So, I've been at Versell for about six
months uh
which has given me just enough time to
come up here on stage and tell you about
all the great work I did not do.
Prior to my time at Verscell, I was at
Google where I got to work on our
internal web tool chains and do weird
things like build a TSX to Java bite
code compiler and work on the on the
closure compiler.
So when I arrived at Vcell, it was
actually kind of like stepping on to
another planet like everything was
different and I was pretty surprised by
all the things we did on the team and
the goals and the goals we had. So today
I'm going to share a few of the design
choices we made in TurboAC and how how I
think they will let us continue to build
on the fantastic performance we already
have. So
to help uh motivate that this is our
overall design goal. So from this you
can immediately infer that we probably
made some hard choices. So like what
about cold builds? Those are important,
but you know, one of our ideas is you
shouldn't be experiencing them at all.
And that's what this talk is going to
focus on. In the keynote, you heard a
little bit about how we leverage
incrementality
to improve bundling performance. And the
key idea we have for incrementality is
about caching. We want to make every
single thing the bundler does cachable
so that whenever you make a change, we
only have to redo work related to that
change. Or maybe to put it another way,
the cost of your build should really
scale with the size or complexity of
your change rather than the size or
complexity of your application. And this
is how we can make sure that Turopac
will continue to give developers good
performance uh no matter how many icon
libraries you import.

● Data records:
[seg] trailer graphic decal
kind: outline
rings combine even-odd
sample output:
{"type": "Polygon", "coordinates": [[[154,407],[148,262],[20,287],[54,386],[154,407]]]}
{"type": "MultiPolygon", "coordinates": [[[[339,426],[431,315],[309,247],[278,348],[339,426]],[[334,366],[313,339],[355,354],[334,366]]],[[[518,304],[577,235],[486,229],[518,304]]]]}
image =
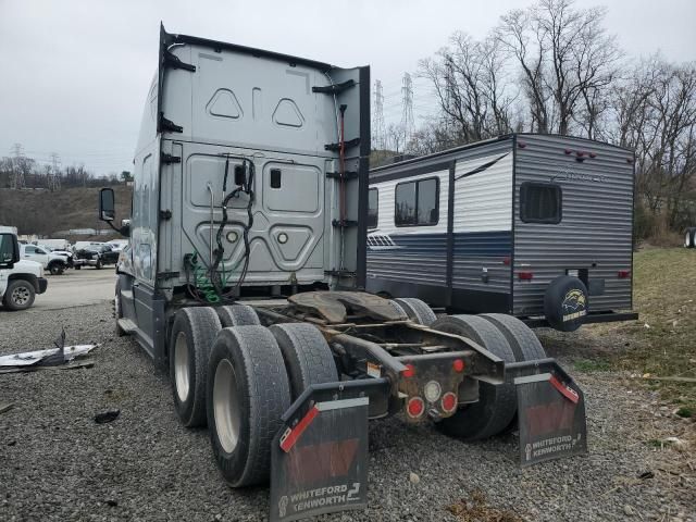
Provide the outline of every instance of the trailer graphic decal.
{"type": "Polygon", "coordinates": [[[572,321],[587,315],[585,295],[580,290],[568,291],[561,306],[563,307],[563,321],[572,321]]]}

● Exercise aim:
Reproduce the entire transcript of the talk on incremental caching in the bundler, word for word.

● Response:
So, I've been at Versell for about six
months uh
which has given me just enough time to
come up here on stage and tell you about
all the great work I did not do.
Prior to my time at Verscell, I was at
Google where I got to work on our
internal web tool chains and do weird
things like build a TSX to Java bite
code compiler and work on the on the
closure compiler.
So when I arrived at Vcell, it was
actually kind of like stepping on to
another planet like everything was
different and I was pretty surprised by
all the things we did on the team and
the goals and the goals we had. So today
I'm going to share a few of the design
choices we made in TurboAC and how how I
think they will let us continue to build
on the fantastic performance we already
have. So
to help uh motivate that this is our
overall design goal. So from this you
can immediately infer that we probably
made some hard choices. So like what
about cold builds? Those are important,
but you know, one of our ideas is you
shouldn't be experiencing them at all.
And that's what this talk is going to
focus on. In the keynote, you heard a
little bit about how we leverage
incrementality
to improve bundling performance. And the
key idea we have for incrementality is
about caching. We want to make every
single thing the bundler does cachable
so that whenever you make a change, we
only have to redo work related to that
change. Or maybe to put it another way,
the cost of your build should really
scale with the size or complexity of
your change rather than the size or
complexity of your application. And this
is how we can make sure that Turopac
will continue to give developers good
performance uh no matter how many icon
libraries you import.